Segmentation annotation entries

--- START ---

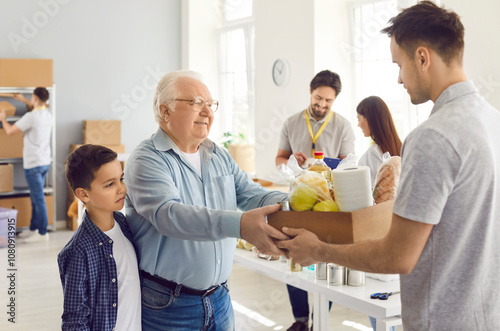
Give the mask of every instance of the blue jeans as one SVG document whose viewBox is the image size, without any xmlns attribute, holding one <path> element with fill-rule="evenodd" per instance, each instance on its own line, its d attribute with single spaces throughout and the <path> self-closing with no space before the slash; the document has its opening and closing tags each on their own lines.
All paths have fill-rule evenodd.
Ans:
<svg viewBox="0 0 500 331">
<path fill-rule="evenodd" d="M 30 189 L 31 198 L 30 230 L 38 230 L 40 234 L 47 233 L 47 224 L 49 220 L 45 196 L 43 194 L 43 185 L 49 168 L 50 165 L 24 169 L 24 176 L 26 177 L 26 182 Z"/>
<path fill-rule="evenodd" d="M 292 313 L 295 320 L 307 322 L 309 320 L 309 303 L 307 302 L 307 291 L 292 285 L 286 285 L 288 297 L 292 305 Z M 328 302 L 328 309 L 332 308 L 332 302 Z"/>
<path fill-rule="evenodd" d="M 234 311 L 227 285 L 201 297 L 142 281 L 143 331 L 233 331 Z"/>
</svg>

--- END ---

- **Requirement**: Could you change "blue jeans" to "denim trousers" in all the entries above and write them out again, with everything else unchanged and the pictures left out?

- **Response**:
Give the mask of every instance of the denim trousers as one SVG document whose viewBox is the image size, without any xmlns attribute, holding one <path> element with fill-rule="evenodd" per instance, each instance on its own line, its d attribute with single spaces throughout and the <path> self-closing with no space before the slash; the document has its opening and closing tags each on their own lines.
All paths have fill-rule evenodd.
Ans:
<svg viewBox="0 0 500 331">
<path fill-rule="evenodd" d="M 30 189 L 31 198 L 30 230 L 38 230 L 40 234 L 47 233 L 47 224 L 49 220 L 45 196 L 43 194 L 43 185 L 49 168 L 50 165 L 24 169 L 24 176 L 26 177 L 26 182 Z"/>
<path fill-rule="evenodd" d="M 292 313 L 295 320 L 307 322 L 309 320 L 309 303 L 307 302 L 307 291 L 292 285 L 286 285 L 288 297 L 292 305 Z M 328 302 L 328 309 L 332 308 L 332 302 Z"/>
<path fill-rule="evenodd" d="M 234 311 L 227 285 L 201 297 L 142 281 L 143 331 L 233 331 Z"/>
</svg>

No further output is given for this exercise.